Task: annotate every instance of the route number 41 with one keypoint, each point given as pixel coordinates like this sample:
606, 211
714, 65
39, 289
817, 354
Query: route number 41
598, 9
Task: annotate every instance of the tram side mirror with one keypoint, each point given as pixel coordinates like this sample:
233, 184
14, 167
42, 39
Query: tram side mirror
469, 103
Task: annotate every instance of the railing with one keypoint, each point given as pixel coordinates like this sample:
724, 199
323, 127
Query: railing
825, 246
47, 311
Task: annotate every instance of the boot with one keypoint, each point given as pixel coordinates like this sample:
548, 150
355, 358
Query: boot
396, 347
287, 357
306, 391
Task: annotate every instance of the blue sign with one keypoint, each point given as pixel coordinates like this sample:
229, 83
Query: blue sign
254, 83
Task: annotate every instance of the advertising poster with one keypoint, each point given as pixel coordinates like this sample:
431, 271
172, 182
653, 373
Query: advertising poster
----
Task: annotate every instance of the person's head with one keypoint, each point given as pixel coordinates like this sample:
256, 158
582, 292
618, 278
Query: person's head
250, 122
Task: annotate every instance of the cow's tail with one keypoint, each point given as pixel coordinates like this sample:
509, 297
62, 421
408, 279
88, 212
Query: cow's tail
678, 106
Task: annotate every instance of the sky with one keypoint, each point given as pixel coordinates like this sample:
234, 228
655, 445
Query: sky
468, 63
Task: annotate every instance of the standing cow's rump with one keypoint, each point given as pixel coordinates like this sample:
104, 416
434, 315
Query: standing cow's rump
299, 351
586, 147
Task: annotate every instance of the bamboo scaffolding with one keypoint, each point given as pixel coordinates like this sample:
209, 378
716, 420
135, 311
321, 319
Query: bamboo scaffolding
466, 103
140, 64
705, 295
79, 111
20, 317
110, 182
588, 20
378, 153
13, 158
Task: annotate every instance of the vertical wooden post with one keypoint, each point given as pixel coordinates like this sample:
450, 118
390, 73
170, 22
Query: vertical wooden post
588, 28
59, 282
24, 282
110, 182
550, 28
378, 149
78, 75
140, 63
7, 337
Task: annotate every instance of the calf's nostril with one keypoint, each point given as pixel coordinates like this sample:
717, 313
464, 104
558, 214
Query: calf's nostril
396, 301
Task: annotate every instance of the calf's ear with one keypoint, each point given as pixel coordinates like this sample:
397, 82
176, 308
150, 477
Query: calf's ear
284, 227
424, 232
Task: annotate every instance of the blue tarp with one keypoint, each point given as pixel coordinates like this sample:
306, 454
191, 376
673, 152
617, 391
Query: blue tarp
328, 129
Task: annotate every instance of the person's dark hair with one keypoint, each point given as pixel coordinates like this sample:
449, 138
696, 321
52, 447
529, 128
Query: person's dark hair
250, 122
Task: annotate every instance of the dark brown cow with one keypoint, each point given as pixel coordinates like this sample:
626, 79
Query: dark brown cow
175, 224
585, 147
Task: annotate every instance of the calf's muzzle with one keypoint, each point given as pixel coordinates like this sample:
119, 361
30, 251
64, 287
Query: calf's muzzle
----
• Task description:
Give a tally of the lines in the listing above that contain the word "poster", and provide nothing beyond the number.

• Result of this task:
2